# Übungsaufgabe 1
Nenne alle Ebenen der überregionalen Juso-Tätigkeit, die der Textauszug in Klammern aufzählt.

# Textauszug
Als ich am Anfang davon sprach, dass der Juso-Bundeskongress 1975 in Wiesbaden das Ende meiner Juso-Zeit markierte, war ich nicht ganz präzise.

Korrekt muss es heißen, dass dieser Kongress das Ende meiner überregionalen Juso-Tätigkeit (Bezirk, Land und Bund) bedeutete.

In Gelsenkirchen dauerte der Abschied etwas länger, und er war vielleicht auch noch um einige Grade schmerzhafter. Schon als ich für ein letztes Mal den Juso-Vorsitz übernommen hatte, war mir untergründig klar gewesen, dass es für mich und meine politischen Ansprüche in diesem Rahmen immer weniger Perspektiven gab. Hinzu kam: Um mich herum tummelten sich neue, frische Leute (Gott sei Dank), deren politische Sicht schon wieder anders war als meine.

Für diese war ich, so paradox es für einen damals Sechsundzwanzigjährigen klingen mag, schon so etwas wie ein Polit-Senior, der zwar anerkannt und geachtet, aber doch irgendwie und irgendwann abgängig war. Merkwürdigerweise hatte ich von mir genau denselben Eindruck! Ich war jetzt Mitglied des Stadtrates und stand kurz davor, näher an die Parteispitze heranzurücken – was u. a. auch bedeutete, dass ich mehr Verantwortung zu übernehmen hatte. Der frühere z. T. „spielerische“ Umgang mit der Politik, die berühmte „Leichtigkeit des Seins“ wich schleichend einem Bewusstsein darüber, dass Politik insgesamt eine verdammt ernste Angelegenheit ist.

# Übungsaufgabe 2
Ermittle jede Zeile der Datensätze weiter unten, die das Wort „below“ enthält, und gib diese Zeilen vollständig wieder.

# Datenteil
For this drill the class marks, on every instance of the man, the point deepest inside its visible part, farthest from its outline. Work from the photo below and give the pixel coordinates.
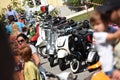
(112, 9)
(11, 12)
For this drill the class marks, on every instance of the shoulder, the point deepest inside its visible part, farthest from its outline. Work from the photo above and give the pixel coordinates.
(97, 34)
(29, 64)
(32, 46)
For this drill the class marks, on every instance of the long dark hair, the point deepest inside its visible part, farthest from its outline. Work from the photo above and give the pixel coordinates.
(24, 36)
(7, 62)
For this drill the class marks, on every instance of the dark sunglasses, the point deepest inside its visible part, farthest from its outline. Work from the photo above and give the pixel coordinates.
(20, 41)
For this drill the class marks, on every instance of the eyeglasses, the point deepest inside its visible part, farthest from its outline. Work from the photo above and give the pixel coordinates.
(20, 41)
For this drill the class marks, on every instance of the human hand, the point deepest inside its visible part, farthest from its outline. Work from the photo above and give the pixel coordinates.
(116, 75)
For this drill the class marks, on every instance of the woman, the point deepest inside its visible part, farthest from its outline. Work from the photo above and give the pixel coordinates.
(31, 71)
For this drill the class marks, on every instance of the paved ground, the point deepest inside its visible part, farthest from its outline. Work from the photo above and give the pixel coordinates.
(56, 69)
(65, 11)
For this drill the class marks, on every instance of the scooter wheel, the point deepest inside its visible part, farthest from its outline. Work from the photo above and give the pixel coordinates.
(51, 59)
(62, 64)
(74, 65)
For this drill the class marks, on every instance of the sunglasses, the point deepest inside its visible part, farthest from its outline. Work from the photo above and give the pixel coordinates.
(20, 41)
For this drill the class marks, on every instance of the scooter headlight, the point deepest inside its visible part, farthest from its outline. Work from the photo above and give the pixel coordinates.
(70, 76)
(75, 39)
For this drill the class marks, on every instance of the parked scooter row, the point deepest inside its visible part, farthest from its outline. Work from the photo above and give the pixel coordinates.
(67, 41)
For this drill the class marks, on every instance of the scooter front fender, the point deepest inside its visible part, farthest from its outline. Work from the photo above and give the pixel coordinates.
(62, 53)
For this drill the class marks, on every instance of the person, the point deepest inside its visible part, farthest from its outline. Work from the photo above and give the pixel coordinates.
(12, 22)
(22, 40)
(31, 71)
(11, 12)
(112, 9)
(18, 70)
(6, 58)
(103, 46)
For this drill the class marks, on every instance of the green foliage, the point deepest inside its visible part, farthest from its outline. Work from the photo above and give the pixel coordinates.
(2, 14)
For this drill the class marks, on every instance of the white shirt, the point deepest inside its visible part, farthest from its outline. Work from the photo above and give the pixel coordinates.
(105, 50)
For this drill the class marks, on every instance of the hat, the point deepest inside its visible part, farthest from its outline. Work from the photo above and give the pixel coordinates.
(109, 5)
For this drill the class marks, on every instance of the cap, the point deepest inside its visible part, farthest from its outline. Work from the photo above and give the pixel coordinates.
(109, 5)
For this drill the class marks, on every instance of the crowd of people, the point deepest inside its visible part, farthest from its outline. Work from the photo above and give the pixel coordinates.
(23, 59)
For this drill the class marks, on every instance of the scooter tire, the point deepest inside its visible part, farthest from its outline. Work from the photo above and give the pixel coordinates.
(75, 67)
(51, 60)
(62, 64)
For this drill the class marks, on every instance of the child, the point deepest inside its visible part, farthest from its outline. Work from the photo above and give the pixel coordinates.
(103, 41)
(31, 71)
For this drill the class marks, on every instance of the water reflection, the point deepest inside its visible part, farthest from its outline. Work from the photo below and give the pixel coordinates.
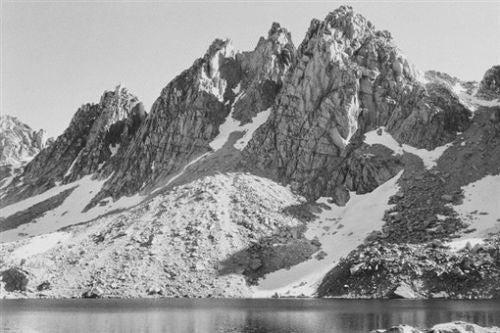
(235, 316)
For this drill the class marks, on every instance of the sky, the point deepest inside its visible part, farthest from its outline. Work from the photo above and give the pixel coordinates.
(58, 55)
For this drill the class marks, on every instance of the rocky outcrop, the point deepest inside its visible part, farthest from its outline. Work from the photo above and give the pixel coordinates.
(14, 279)
(188, 114)
(18, 142)
(348, 78)
(453, 327)
(490, 84)
(94, 135)
(384, 270)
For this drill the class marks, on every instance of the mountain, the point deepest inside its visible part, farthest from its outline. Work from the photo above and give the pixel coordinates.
(334, 168)
(19, 143)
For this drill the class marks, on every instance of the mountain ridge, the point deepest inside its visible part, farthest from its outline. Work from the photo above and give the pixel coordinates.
(251, 163)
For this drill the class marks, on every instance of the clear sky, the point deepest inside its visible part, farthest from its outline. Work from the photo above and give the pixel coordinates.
(58, 55)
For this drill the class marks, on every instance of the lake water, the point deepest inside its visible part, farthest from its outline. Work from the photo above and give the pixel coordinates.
(236, 315)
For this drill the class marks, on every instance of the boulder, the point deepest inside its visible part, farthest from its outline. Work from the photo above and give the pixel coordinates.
(94, 292)
(461, 327)
(405, 291)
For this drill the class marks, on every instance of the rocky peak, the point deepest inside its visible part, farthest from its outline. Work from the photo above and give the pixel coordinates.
(191, 108)
(349, 78)
(94, 135)
(19, 143)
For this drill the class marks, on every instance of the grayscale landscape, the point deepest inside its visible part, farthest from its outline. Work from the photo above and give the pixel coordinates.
(320, 184)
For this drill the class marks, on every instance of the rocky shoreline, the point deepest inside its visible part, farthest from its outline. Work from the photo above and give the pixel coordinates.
(452, 327)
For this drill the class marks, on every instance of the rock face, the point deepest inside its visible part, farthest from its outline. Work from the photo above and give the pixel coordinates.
(18, 142)
(94, 135)
(490, 84)
(188, 114)
(211, 167)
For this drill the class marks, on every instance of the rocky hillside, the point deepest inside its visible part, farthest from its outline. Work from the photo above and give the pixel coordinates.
(334, 168)
(19, 143)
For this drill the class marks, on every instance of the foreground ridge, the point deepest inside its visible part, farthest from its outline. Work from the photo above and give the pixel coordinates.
(329, 169)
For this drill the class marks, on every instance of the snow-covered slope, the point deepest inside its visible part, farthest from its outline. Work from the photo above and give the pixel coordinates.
(261, 173)
(18, 142)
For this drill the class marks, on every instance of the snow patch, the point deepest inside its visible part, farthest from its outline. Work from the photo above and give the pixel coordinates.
(441, 217)
(181, 172)
(340, 230)
(480, 206)
(250, 128)
(471, 101)
(70, 212)
(457, 245)
(231, 125)
(382, 137)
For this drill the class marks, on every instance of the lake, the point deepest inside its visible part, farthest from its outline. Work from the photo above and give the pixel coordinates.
(236, 315)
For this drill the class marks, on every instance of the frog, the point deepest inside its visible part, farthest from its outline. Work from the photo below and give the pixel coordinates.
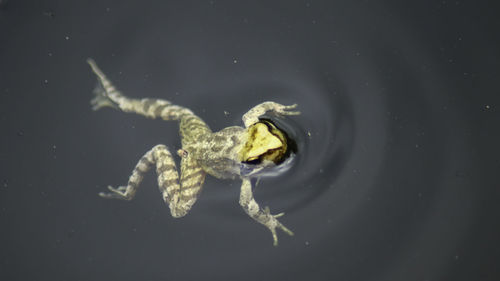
(234, 152)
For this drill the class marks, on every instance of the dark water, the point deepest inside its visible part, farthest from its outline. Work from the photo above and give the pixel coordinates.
(396, 173)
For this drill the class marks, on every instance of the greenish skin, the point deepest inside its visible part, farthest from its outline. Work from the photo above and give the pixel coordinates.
(203, 152)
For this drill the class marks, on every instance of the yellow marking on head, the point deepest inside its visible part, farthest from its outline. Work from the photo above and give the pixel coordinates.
(265, 142)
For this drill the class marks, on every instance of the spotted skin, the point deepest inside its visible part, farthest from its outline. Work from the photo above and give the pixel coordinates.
(203, 152)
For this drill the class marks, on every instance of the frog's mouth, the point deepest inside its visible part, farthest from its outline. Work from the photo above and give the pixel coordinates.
(265, 143)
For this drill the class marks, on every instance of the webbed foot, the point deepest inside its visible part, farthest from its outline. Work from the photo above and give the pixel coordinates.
(101, 99)
(273, 223)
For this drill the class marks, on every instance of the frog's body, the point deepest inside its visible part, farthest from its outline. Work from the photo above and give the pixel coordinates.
(234, 152)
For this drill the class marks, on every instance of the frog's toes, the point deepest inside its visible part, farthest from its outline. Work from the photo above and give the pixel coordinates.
(101, 99)
(274, 223)
(116, 193)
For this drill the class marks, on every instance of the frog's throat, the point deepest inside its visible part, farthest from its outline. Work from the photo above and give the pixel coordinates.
(265, 142)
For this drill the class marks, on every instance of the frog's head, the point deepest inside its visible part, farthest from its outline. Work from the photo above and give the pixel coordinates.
(266, 144)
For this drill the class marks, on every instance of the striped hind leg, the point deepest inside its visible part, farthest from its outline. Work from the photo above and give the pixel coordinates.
(192, 179)
(179, 197)
(106, 95)
(165, 167)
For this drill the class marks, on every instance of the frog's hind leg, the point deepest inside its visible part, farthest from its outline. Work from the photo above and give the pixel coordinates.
(165, 166)
(106, 95)
(192, 178)
(262, 216)
(179, 197)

# Ausgabe 1
Bezirk, Land, Bund

# Ausgabe 2
For this drill the class marks, on every instance of the man, the point deepest inside its visible part, farthest from its outline. Work from the photo below and give the pixel coordinates.
For this drill the class marks, on every instance of the water reflection, the point deepest inside its visible part, farthest from its outline. Work from the photo below and give the pixel coordinates.
For this drill the class marks, on every instance of the frog, the point deepest inside its visible part, farthest from its outline. Work from the photo below and give the pixel coordinates.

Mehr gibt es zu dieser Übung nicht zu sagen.